§ **TASK TO COMPLETE**
Restate word for word the lines of the entries below, starting with the line that holds "Target: short dark hair" and ending with the line that holds "like [[103, 158]].", and no others.

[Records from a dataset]
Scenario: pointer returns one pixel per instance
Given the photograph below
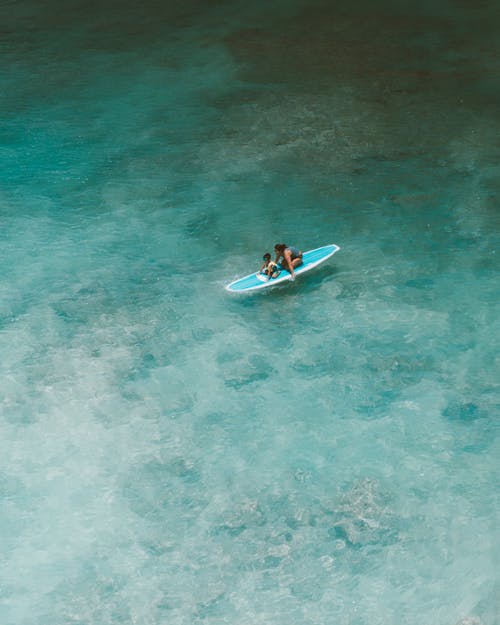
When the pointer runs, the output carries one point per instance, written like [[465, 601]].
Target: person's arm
[[287, 256]]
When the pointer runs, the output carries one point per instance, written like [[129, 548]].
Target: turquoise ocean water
[[325, 453]]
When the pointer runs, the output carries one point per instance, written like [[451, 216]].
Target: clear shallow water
[[323, 453]]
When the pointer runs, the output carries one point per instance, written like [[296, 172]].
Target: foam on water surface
[[323, 453]]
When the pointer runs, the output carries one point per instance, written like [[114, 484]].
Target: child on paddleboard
[[269, 268]]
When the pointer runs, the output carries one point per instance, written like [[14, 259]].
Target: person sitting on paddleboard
[[270, 268], [292, 257]]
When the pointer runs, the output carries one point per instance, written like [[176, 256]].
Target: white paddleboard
[[310, 259]]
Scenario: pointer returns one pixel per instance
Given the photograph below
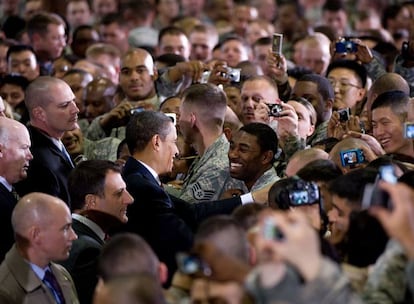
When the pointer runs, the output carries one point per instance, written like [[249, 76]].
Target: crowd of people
[[177, 151]]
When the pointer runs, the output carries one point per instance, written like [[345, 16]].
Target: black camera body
[[232, 74], [303, 193], [352, 157], [345, 45], [275, 109], [136, 110], [191, 264], [409, 130], [344, 114]]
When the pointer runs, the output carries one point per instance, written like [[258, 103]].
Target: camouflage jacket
[[209, 175]]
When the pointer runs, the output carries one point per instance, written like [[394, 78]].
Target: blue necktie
[[53, 285]]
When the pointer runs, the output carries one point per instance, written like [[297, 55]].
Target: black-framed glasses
[[343, 84]]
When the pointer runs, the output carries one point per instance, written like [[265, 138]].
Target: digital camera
[[275, 109], [277, 43], [136, 110], [352, 157], [409, 130], [232, 74], [303, 193], [344, 114], [345, 45], [191, 264]]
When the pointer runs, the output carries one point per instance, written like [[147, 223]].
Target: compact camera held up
[[345, 46], [275, 109]]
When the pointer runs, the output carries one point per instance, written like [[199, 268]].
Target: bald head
[[35, 209], [301, 158], [38, 93], [9, 128]]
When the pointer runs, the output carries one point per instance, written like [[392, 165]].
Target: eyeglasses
[[343, 84]]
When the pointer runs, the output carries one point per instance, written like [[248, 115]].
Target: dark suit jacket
[[48, 171], [20, 284], [7, 203], [165, 222], [82, 261]]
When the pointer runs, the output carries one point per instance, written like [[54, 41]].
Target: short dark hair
[[89, 178], [210, 99], [143, 126], [224, 232], [334, 6], [396, 100], [110, 18], [247, 215], [320, 170], [39, 23], [117, 256], [80, 28], [18, 48], [352, 65], [170, 30], [266, 136]]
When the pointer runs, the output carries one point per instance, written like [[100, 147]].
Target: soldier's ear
[[155, 142], [267, 157], [90, 201]]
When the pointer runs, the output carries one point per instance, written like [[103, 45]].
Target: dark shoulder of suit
[[82, 262], [48, 171], [7, 204]]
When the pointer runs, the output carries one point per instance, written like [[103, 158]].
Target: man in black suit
[[165, 222], [15, 156], [99, 200], [52, 110]]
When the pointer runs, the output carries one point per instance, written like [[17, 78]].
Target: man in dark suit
[[165, 222], [43, 232], [99, 200], [15, 156], [52, 110]]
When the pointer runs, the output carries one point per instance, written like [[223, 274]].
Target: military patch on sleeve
[[200, 194]]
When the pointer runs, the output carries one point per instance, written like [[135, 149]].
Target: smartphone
[[277, 43]]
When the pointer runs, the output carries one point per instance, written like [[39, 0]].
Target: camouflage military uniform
[[101, 149], [209, 175], [406, 73], [293, 144], [387, 282], [96, 132], [269, 177]]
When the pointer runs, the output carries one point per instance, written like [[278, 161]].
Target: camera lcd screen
[[350, 158], [299, 197], [409, 130]]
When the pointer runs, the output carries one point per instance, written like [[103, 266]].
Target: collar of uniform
[[92, 225]]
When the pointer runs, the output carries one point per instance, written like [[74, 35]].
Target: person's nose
[[128, 199]]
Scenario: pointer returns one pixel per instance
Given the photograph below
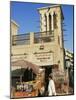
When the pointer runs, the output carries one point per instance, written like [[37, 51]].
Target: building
[[45, 48], [69, 60]]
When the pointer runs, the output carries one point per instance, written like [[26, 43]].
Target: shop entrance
[[48, 71]]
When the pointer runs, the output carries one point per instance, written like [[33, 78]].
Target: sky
[[28, 18]]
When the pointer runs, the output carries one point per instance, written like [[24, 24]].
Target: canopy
[[26, 64]]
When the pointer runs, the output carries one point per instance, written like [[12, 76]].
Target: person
[[51, 87]]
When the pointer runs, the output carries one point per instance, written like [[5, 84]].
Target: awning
[[17, 72], [26, 64]]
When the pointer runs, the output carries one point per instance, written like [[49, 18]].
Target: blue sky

§ **ANSWER**
Target: short dark hair
[[89, 178], [210, 99], [143, 126], [224, 232], [334, 6], [396, 100], [110, 18], [247, 215], [320, 170], [39, 23], [117, 256], [80, 28], [18, 48], [352, 65], [170, 30], [266, 136]]
When the pointer runs, the output carries one point per instance, written like [[100, 147]].
Target: soldier's ear
[[155, 142], [267, 157], [90, 201]]
When the pointer runs, the output carries one point per instance, written like [[103, 45]].
Target: dark shoulder of suit
[[82, 262], [48, 171], [7, 204]]
When the pointer runs, the output carries one point per instance, written like [[103, 158]].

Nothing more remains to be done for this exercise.